Given exercise.
Copy the material from its first line through the line containing "Return the outline of every instance of the tunnel", replacing "outline" with "boundary" and keeping everything else unchanged. Leave the pictures out of your answer.

Record extracts.
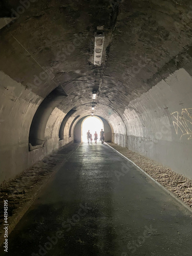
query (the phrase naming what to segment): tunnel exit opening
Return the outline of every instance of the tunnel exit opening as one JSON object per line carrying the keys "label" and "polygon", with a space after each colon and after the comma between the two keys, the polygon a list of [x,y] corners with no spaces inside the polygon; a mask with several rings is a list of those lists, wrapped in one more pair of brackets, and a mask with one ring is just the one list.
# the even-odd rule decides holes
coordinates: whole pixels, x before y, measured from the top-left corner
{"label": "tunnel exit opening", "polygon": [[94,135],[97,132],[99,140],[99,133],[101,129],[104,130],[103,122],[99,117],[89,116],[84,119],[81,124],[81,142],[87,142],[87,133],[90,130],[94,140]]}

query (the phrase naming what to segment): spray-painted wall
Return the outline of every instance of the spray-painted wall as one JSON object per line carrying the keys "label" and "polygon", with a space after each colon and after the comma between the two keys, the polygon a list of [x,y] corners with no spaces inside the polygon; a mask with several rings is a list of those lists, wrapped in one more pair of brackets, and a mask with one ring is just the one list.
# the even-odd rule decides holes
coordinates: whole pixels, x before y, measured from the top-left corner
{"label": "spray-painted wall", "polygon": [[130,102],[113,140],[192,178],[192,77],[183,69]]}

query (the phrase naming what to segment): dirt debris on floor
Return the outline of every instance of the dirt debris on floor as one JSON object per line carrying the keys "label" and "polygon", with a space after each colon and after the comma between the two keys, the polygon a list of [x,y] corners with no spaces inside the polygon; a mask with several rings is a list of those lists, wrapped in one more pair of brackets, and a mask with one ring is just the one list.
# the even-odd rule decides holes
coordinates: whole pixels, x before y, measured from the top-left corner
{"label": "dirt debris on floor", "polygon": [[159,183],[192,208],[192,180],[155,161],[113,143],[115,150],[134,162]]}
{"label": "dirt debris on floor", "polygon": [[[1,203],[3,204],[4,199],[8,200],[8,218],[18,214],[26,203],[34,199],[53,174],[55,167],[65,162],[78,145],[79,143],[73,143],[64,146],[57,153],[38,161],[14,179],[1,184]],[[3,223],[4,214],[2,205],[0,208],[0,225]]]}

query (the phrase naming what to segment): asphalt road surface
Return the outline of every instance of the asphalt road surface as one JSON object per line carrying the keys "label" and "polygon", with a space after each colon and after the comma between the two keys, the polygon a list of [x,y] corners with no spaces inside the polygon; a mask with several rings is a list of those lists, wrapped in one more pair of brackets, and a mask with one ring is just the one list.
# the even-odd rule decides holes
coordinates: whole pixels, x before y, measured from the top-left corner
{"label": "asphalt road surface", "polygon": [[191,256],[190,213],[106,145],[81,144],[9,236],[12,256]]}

Output of the task.
query (the phrase naming what to segment): tunnel exit opening
Return the boundary of every instance of the tunnel exit opening as one JSON object per line carrying the keys "label" and "polygon", with a space after each colon and after the comma between the two keys, the polygon a list of [x,y] corners with no spaces inside the polygon; a mask with several rings is a list of those lists, wrapped in one more pair of brackets, and a mask with one ring is just the one list.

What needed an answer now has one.